Problem description -
Filter the listing below down to the lines that contain the string "negative", with case counting in the match.

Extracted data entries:
----
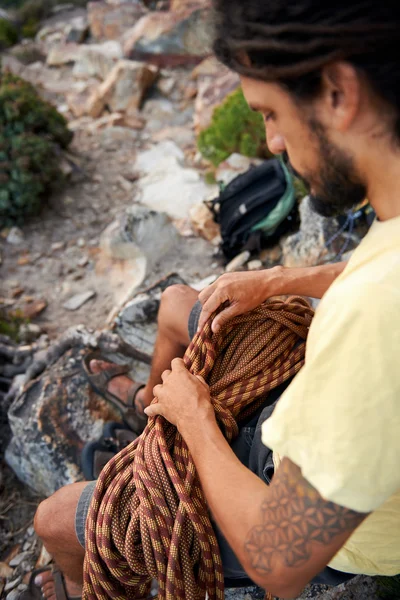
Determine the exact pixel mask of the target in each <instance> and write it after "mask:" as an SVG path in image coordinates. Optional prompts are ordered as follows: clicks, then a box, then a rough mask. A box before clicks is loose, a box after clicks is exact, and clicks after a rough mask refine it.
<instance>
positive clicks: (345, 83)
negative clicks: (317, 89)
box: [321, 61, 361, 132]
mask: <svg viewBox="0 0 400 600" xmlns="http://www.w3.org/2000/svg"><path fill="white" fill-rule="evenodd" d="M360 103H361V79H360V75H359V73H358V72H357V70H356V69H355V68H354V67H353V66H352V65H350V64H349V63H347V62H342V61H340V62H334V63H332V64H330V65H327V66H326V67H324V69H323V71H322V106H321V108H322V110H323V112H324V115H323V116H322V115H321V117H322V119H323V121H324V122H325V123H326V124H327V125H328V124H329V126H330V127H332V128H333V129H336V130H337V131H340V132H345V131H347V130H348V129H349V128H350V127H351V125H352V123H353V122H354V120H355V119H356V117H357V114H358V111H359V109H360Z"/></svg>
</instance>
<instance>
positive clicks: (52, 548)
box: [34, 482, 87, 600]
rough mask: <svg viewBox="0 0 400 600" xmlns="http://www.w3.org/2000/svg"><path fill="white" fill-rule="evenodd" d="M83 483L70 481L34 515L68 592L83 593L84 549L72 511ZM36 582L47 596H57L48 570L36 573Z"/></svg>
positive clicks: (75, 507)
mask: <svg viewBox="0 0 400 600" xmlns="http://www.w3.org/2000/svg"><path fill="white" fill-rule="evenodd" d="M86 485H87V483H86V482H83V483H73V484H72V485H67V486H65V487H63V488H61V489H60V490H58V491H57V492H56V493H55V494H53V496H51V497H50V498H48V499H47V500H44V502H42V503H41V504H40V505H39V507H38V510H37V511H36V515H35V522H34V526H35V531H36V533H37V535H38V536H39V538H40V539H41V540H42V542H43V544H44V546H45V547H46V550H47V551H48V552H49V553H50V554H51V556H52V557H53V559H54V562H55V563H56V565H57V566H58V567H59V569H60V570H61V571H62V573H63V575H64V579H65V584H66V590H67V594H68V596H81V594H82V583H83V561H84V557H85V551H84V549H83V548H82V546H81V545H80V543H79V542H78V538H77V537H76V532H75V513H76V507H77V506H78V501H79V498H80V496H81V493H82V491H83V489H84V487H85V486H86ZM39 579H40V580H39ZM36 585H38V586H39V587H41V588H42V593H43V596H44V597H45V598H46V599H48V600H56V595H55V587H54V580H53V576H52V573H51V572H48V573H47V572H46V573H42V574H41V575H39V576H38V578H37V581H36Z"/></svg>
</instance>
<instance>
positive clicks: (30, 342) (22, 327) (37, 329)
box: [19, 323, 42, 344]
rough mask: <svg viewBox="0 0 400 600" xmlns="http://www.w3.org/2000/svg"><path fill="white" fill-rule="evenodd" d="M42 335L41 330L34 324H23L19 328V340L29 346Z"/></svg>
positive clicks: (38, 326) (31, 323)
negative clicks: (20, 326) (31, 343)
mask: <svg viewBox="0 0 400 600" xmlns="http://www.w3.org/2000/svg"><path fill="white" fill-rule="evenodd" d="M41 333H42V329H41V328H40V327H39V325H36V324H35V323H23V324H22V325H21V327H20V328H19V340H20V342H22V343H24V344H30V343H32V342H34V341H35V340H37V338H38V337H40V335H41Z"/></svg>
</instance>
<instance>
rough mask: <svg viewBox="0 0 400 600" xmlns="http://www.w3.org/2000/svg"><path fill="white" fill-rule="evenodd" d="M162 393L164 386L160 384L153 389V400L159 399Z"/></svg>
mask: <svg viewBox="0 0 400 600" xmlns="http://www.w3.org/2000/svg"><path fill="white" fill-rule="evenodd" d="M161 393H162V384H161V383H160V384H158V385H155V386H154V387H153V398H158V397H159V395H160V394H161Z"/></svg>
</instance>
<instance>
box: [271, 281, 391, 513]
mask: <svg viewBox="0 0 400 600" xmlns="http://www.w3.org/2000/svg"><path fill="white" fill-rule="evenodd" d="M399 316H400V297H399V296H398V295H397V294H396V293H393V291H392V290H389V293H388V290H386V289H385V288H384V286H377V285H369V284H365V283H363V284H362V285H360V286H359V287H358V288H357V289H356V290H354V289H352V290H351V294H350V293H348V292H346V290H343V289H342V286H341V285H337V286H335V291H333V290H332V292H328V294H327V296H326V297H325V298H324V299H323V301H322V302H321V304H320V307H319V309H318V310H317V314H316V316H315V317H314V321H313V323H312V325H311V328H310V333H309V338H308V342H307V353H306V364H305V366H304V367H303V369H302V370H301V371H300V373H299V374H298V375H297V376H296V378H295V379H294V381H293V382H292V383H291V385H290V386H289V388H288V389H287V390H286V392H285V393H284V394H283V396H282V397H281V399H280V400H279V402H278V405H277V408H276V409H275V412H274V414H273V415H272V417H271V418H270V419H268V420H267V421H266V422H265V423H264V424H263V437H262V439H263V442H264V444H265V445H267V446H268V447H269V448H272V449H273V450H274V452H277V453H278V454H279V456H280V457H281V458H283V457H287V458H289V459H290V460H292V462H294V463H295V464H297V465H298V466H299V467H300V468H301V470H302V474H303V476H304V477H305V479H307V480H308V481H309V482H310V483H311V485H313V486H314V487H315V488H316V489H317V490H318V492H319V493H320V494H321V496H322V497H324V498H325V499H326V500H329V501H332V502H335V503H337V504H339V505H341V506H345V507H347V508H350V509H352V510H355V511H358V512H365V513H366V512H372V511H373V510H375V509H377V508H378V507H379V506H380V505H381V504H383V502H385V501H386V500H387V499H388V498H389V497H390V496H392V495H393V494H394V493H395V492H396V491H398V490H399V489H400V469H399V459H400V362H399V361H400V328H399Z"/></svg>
----
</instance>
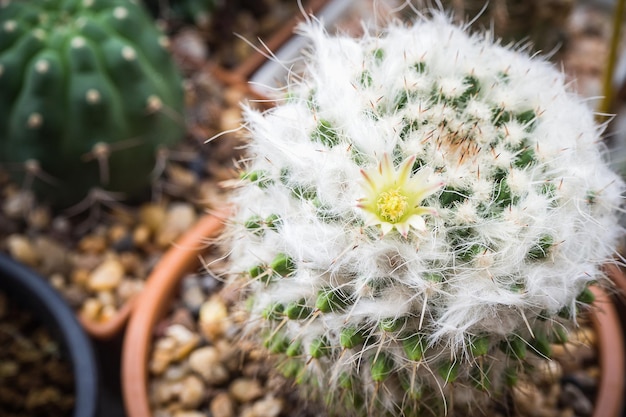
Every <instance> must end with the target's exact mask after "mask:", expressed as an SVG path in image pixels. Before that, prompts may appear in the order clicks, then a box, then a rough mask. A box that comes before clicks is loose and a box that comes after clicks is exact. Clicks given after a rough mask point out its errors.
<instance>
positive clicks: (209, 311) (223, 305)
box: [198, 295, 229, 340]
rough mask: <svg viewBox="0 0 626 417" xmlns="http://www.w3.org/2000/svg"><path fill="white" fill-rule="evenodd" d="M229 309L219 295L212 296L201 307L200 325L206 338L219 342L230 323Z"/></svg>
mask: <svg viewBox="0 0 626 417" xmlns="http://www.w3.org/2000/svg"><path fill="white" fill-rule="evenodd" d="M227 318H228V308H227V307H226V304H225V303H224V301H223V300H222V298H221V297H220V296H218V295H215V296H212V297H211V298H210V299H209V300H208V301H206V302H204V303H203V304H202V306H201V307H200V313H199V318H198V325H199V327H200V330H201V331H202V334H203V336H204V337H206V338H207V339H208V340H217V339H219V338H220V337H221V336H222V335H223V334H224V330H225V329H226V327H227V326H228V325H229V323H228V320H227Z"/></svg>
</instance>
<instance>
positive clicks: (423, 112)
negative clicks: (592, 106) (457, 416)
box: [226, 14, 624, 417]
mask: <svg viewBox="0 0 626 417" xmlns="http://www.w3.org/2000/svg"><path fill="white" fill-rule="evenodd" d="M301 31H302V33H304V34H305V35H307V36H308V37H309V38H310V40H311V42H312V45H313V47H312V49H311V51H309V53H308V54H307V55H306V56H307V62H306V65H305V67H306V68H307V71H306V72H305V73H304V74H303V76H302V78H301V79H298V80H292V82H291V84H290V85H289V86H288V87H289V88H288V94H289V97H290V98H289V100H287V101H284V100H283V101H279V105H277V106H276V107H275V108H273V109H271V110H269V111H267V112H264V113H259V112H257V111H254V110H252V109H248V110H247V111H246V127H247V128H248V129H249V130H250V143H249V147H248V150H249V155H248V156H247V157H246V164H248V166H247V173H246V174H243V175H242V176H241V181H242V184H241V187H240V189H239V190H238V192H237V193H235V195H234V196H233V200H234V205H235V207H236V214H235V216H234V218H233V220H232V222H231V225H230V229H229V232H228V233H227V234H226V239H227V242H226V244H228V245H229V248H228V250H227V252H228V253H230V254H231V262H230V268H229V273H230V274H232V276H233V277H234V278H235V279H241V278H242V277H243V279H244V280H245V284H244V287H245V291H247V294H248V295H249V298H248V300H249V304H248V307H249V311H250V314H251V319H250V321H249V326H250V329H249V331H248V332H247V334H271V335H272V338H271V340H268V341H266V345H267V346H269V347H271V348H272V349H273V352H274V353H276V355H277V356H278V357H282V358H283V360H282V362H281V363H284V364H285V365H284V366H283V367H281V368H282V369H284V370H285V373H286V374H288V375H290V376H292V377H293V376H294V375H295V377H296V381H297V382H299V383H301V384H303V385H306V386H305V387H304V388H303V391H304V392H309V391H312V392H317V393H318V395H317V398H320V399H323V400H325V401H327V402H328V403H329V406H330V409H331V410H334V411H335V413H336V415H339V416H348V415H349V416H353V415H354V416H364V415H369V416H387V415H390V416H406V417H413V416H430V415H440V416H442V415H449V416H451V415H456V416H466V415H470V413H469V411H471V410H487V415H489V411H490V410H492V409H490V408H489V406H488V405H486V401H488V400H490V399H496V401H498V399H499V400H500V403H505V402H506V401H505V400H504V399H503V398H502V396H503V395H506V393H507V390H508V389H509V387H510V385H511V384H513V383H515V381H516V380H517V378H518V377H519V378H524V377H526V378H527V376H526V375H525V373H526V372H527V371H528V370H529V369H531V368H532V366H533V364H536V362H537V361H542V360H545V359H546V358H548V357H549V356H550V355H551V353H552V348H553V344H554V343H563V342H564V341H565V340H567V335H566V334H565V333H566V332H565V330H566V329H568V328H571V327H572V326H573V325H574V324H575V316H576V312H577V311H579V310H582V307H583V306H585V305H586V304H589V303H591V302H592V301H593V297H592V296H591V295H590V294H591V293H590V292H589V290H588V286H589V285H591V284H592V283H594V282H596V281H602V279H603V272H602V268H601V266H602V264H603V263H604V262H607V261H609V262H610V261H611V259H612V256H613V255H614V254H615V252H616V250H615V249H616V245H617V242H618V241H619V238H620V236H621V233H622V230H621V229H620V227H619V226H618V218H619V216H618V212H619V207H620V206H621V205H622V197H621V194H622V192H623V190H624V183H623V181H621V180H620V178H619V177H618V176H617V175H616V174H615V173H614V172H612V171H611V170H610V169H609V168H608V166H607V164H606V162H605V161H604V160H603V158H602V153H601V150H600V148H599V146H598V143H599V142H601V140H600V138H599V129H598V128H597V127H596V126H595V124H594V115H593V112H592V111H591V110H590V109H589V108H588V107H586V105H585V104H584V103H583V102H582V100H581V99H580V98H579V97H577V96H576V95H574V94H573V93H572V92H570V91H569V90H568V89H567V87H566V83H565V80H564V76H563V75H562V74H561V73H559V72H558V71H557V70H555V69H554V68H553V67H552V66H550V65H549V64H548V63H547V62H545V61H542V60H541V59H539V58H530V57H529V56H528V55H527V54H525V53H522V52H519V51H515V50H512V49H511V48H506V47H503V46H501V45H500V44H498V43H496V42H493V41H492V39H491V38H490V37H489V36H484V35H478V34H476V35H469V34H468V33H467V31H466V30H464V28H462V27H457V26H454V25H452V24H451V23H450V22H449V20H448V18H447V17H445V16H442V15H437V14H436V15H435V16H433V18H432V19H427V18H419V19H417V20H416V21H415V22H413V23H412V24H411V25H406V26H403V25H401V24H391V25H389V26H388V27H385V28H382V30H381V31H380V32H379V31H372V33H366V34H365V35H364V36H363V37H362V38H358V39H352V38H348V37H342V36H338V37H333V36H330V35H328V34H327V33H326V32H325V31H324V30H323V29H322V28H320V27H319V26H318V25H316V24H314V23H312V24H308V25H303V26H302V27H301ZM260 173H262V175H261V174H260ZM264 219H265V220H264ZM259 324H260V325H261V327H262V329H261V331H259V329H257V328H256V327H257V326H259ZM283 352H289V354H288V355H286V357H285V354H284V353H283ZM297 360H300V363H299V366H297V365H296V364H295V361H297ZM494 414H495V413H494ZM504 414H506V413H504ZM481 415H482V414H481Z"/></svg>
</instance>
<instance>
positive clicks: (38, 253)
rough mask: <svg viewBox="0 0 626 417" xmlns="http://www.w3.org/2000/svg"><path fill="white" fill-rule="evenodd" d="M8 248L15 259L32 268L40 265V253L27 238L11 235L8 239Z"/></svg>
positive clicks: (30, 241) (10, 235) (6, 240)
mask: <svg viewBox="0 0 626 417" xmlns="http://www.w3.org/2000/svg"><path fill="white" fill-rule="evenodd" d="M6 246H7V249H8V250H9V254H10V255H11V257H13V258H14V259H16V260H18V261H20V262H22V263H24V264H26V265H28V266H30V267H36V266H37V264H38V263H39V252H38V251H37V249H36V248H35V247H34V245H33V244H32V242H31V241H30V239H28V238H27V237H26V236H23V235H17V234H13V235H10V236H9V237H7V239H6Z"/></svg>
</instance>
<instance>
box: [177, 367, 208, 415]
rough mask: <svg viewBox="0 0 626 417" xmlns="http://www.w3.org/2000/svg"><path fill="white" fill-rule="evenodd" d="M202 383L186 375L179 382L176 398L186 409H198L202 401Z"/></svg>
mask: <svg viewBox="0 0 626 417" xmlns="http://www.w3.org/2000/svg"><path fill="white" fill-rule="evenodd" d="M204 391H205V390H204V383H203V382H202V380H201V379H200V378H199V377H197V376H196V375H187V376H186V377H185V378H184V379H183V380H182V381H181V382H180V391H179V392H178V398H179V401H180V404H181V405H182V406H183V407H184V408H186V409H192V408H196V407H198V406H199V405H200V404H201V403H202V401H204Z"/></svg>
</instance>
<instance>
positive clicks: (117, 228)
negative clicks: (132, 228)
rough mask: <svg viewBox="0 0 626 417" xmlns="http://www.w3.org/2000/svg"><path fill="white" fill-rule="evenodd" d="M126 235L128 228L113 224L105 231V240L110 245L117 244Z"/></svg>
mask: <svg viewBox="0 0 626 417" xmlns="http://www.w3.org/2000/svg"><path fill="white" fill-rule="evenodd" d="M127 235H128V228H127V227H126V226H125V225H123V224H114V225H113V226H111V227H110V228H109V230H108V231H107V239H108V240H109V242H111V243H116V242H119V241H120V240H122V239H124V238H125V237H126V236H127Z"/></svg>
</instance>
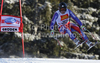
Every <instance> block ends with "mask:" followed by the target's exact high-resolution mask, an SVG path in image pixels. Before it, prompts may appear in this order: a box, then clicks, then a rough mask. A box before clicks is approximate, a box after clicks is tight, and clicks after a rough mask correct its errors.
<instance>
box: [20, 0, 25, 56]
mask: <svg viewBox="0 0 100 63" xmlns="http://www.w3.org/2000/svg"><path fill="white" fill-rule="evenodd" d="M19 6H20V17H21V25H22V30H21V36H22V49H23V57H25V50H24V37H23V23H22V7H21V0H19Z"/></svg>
----
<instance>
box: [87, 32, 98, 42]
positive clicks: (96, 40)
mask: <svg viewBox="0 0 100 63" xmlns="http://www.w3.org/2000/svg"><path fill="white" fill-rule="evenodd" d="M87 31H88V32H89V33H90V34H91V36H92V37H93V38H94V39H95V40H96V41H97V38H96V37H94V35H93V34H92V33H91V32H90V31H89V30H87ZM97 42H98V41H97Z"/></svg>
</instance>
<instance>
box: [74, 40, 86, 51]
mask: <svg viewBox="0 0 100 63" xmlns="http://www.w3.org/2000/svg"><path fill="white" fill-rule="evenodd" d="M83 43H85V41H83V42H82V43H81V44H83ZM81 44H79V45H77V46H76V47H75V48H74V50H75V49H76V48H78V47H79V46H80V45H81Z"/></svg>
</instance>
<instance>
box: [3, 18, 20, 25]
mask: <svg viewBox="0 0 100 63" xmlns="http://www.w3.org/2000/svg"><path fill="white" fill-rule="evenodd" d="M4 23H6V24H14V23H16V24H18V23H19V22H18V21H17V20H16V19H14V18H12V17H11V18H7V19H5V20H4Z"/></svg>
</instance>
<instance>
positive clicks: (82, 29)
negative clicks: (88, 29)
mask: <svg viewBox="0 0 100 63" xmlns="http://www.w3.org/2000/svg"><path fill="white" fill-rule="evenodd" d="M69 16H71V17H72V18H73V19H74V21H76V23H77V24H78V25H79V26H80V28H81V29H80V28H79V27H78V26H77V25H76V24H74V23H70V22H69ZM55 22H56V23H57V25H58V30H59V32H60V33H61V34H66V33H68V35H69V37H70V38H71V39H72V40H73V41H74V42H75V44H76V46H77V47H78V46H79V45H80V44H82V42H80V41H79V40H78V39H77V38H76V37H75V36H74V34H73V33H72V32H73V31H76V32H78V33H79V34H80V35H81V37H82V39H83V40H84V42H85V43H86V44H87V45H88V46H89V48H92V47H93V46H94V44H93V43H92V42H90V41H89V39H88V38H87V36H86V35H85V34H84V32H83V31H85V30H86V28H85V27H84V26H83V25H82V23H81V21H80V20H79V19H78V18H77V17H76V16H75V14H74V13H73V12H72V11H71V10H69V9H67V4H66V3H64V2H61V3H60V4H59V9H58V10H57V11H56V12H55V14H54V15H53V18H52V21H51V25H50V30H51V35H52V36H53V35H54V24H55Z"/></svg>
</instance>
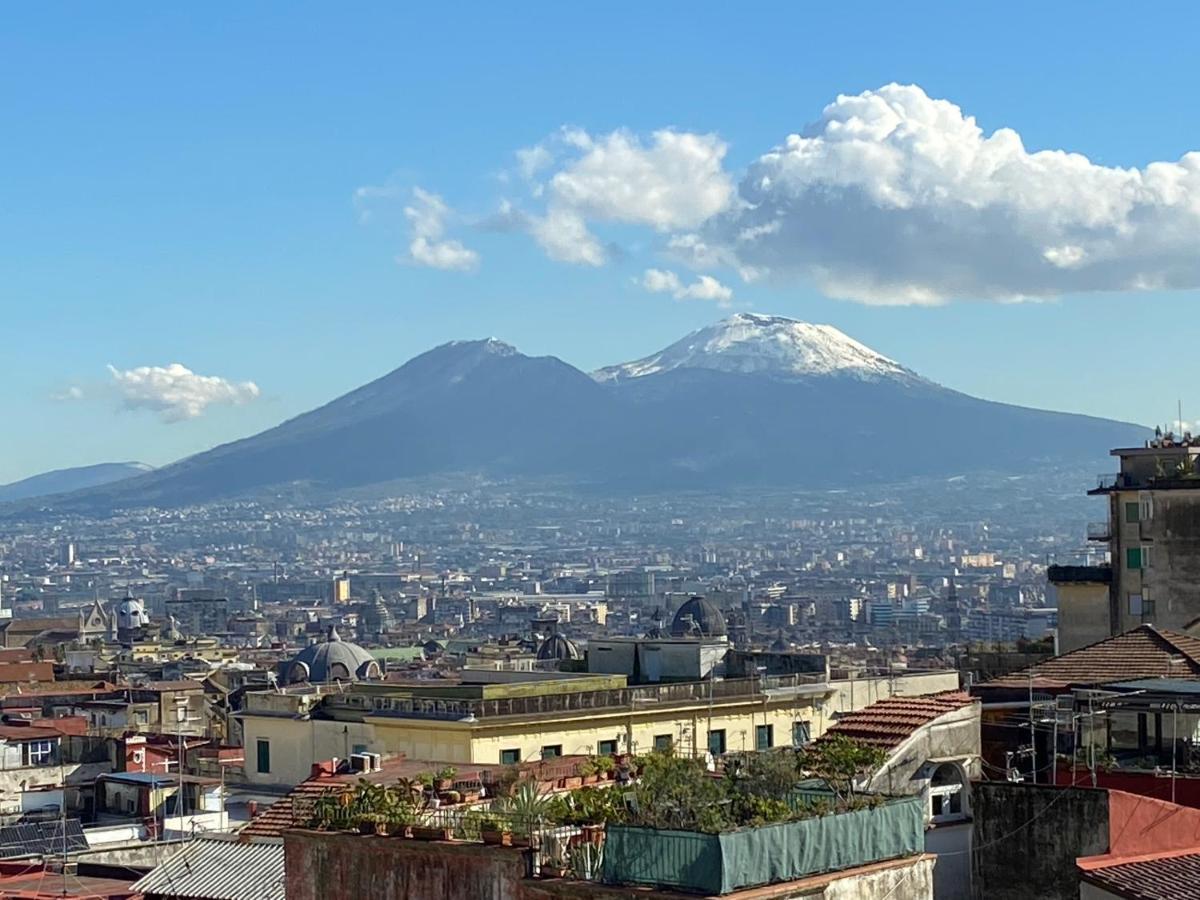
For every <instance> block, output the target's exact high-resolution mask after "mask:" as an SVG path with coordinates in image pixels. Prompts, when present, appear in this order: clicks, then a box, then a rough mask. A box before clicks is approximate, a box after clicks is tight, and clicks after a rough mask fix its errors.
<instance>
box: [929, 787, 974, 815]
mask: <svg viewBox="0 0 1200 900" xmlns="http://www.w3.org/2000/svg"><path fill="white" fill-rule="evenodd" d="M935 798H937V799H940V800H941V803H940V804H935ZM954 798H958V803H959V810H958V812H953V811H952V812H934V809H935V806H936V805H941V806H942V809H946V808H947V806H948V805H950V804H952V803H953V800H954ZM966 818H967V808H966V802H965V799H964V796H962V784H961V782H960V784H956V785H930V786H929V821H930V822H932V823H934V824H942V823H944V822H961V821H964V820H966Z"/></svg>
----
Exercise result -
negative clicks: (317, 89)
negative clicks: (20, 326) (31, 343)
negative clicks: (592, 106) (457, 416)
negative clicks: (132, 228)
negative clicks: (88, 29)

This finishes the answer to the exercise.